**TASK ITEM**
Reproduce every record below exactly, with the pictures left out.

◇ ◇ ◇ ◇

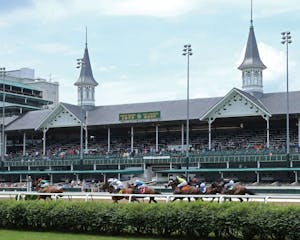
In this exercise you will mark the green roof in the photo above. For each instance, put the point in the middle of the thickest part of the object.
(17, 84)
(193, 170)
(129, 171)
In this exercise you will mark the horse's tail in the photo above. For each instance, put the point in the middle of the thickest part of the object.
(248, 191)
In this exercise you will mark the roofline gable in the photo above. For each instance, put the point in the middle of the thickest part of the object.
(225, 98)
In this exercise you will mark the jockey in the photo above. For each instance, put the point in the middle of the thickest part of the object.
(181, 182)
(202, 188)
(228, 185)
(116, 183)
(140, 185)
(43, 184)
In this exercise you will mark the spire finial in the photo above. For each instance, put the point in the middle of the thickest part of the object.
(251, 21)
(86, 36)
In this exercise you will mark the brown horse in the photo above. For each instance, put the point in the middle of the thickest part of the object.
(186, 190)
(236, 190)
(48, 189)
(115, 199)
(145, 190)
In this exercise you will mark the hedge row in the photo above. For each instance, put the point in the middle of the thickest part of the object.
(174, 220)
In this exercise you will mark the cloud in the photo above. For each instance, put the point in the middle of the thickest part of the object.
(109, 68)
(55, 48)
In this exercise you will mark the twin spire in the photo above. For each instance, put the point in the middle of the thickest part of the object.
(86, 83)
(252, 66)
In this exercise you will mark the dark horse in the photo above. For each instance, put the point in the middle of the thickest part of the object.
(186, 190)
(193, 190)
(107, 187)
(48, 189)
(236, 190)
(145, 190)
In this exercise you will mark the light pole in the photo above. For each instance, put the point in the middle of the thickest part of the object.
(3, 73)
(187, 51)
(286, 39)
(80, 64)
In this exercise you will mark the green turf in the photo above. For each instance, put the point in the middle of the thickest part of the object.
(26, 235)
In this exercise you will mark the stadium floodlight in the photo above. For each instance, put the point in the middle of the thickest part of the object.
(286, 39)
(187, 51)
(80, 64)
(2, 74)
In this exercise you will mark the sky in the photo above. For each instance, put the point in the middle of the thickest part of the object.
(135, 46)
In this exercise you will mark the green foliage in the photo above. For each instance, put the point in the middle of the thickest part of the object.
(196, 220)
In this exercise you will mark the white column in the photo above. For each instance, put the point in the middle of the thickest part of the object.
(209, 135)
(24, 143)
(182, 138)
(86, 140)
(268, 133)
(156, 138)
(108, 140)
(298, 132)
(5, 144)
(44, 140)
(131, 139)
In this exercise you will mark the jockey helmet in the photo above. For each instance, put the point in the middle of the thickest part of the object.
(110, 180)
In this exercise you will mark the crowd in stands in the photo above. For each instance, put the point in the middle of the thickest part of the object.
(252, 141)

◇ ◇ ◇ ◇

**SOLVED PROBLEM**
In this exercise you will mark the green roof in the photo above. For each instance, put the point in the middle of the thickest part of the object.
(17, 84)
(193, 170)
(129, 171)
In this exercise you will mark the horse's tail in the photo above. For each instance, put the point in the middle of the thickest part of the object.
(248, 191)
In this exercise you will mark the roofline gable in the photo above. For each instance, put the point in the middle of the thickest part of the object.
(225, 98)
In this exercise you will mark the jockey in the photo above. For each instance, put the point in the middle of the thickest part of the object.
(181, 182)
(202, 188)
(228, 185)
(116, 183)
(140, 185)
(43, 184)
In this exercise you will mark the spire finial in the photo above. For each instance, put the point in the middle of the thickest part of the object.
(251, 21)
(86, 36)
In this exercise you will mark the brown horse in the photo above. For each instance, put the point in the middle of the thickest part of the object.
(186, 190)
(236, 190)
(48, 189)
(115, 199)
(145, 190)
In this exercise you will mark the hedge row in the photo above. For each instance, put the point in the middle of the thickest part of the object.
(174, 220)
In this exercise you will mark the cloud in the photo above. For each instance, put the point in the middle of the thickest part of the object.
(109, 68)
(55, 48)
In this exercise you will mark the twin spire in the photo above. For each instance, put the point in the middle of the thickest part of the object.
(86, 83)
(252, 66)
In this exercise you will mark the dark horse in the photo above. For each instance, put the point in the middle of the thickest part of the object.
(186, 190)
(193, 190)
(107, 187)
(48, 189)
(236, 190)
(145, 190)
In this exercise you will mark the light pole in the photo above. For each instance, put the point in the middle of the thickest part of the object.
(3, 73)
(187, 51)
(286, 39)
(80, 64)
In this exercise you will mark the green turf in the photo above. For each instance, put the point in the middle of the thickest part of the object.
(26, 235)
In this exercise you will mark the stadium floodlight in the photo above. For each instance, put the point in the middle of the thickest part of the object.
(286, 39)
(187, 51)
(80, 64)
(2, 74)
In this exercise you will mark the sky in the photo above. For each instance, put the point in the middle of the thickest part of the object.
(135, 46)
In this exercise you will mark the green foliage in the photo above. For each instance, put the point in the middle of the thickest part of the object.
(196, 220)
In this exercise you will mark the white column in the photo above. For each instance, put the point in the middle of the thickest part of the object.
(209, 135)
(24, 143)
(182, 138)
(86, 140)
(268, 133)
(156, 138)
(108, 140)
(298, 132)
(5, 144)
(44, 140)
(131, 139)
In this exercise you will mark the jockey helmet in the photo above. For each instance, put the point in the middle of the thickest part of the object.
(110, 180)
In this exercise you will mark the crowd in stands in the photo above. For each instance, put the point in the middle of the thickest part of the object.
(252, 141)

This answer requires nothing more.